## Problems
a. Reproduce the stretch of the judgment from "2nd Respondent" through "No. KBY O88W." word for word.
b. In the judgment, list every head of damages in the trial court's final terms, along with the amount given for each.

## Given passage
Mutua v Kirui & another (Suing as Administrators and Personal Representatives of the Estate of Brian Kipsang) [2025] KEHC 3918 (KLR) | Fatal Accidents | Esheria

Mutua v Kirui & another (Suing as Administrators and Personal Representatives of the Estate of Brian Kipsang) [2025] KEHC 3918 (KLR)

Full Case Text

Mutua v Kirui & another (Suing as Administrators and Personal Representatives of the Estate of Brian Kipsang) (Civil Appeal E039 of 2023) [2025] KEHC 3918 (KLR) (27 March 2025) (Judgment)

Neutral citation: [2025] KEHC 3918 (KLR)

Republic of Kenya

In the High Court at Kericho

Civil Appeal E039 of 2023

JK Sergon, J

March 27, 2025

Between

Simon Kuria Mutua

Appellant

and

John Kiprono Kirui

1st Respondent

Caroline Chepkorir Korir

2nd Respondent

Suing as Administrators and Personal Representatives of the Estate of Brian Kipsang

(Being an appeal from the judgment/decree of the Honourable C. Obulutsa (Chief Magistrate) delivered on 12/9/2023 in Kericho CMCC No. 98 of 2021)

Judgment

1. The suit in the lower court was filed on 8 October 2021, the subject matter cause of action having risen on the 26th day of July 2019 pursuant to a road accident involving Motor Vehicle Reg no. KBY O88W and the deceased pedestrian along Kericho- Kisumu Road. The appellant herein being the owner and driver of the subject Motor Vehicle Reg No. KBY O88W.

2. The suit in lower court was determined and liability apportioned in a judgment delivered before the trial court on 12th September 2023. The final judgment final terms were as follows;Pain and suffering …………… Kshs. 60,000/=Loss of expectation of life ……….Kshs. 1,600,000/=Special Damages………………..Kshs. 56, 550/=Total = Kshs. 1,866,550/= less 50% contributionNet = Kshs. 933, 275/=

3. The Appellant being dissatisfied with the judgment and decree of the trial court preferred an appeal and filed a memorandum of appeal dated 12th October, 2023 based on four main grounds;(i)That the court erred in awarding Kshs. 60,000/= for pain and suffering an amount which was excessive in the circumstances.(ii)That the court erred by double awarding the respondent’s estate both under the Law Reforms Act and Fatal Accidents Act.(iii)That the court erred in awarding the respondent’s estate a sum of Kshs. 1,600,000/= as general damages which was an excessive estimate of loss and damages suffered by the estate of the deceased.(iv)That the court erred in law and facts in awarding special damages without any proof of expenses.

4. The matter came up for hearing and this court directed that the appeal be disposed of by written submissions.

5. The Appellant abandoned the first and second grounds of appeal and proceeded to submit on the third and fourth grounds.

## Dataset excerpt

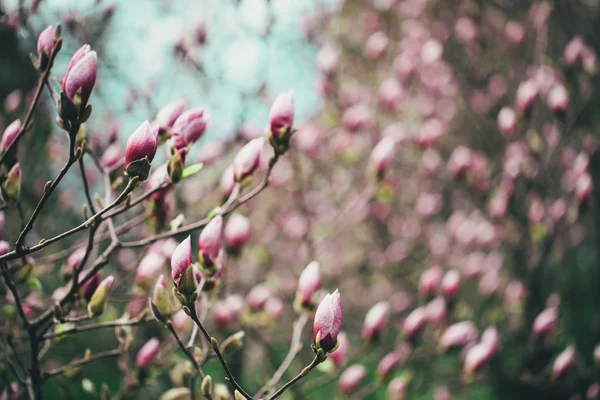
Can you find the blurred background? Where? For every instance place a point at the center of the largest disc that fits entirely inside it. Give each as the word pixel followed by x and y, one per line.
pixel 444 169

## Worked answers
a.
2nd Respondent

Suing as Administrators and Personal Representatives of the Estate of Brian Kipsang

(Being an appeal from the judgment/decree of the Honourable C. Obulutsa (Chief Magistrate) delivered on 12/9/2023 in Kericho CMCC No. 98 of 2021)

Judgment

1. The suit in the lower court was filed on 8 October 2021, the subject matter cause of action having risen on the 26th day of July 2019 pursuant to a road accident involving Motor Vehicle Reg no. KBY O88W and the deceased pedestrian along Kericho- Kisumu Road. The appellant herein being the owner and driver of the subject Motor Vehicle Reg No. KBY O88W.

b.
- Pain and suffering: Kshs. 60,000/=
- Loss of expectation of life: Kshs. 1,600,000/=
- Special Damages: Kshs. 56, 550/=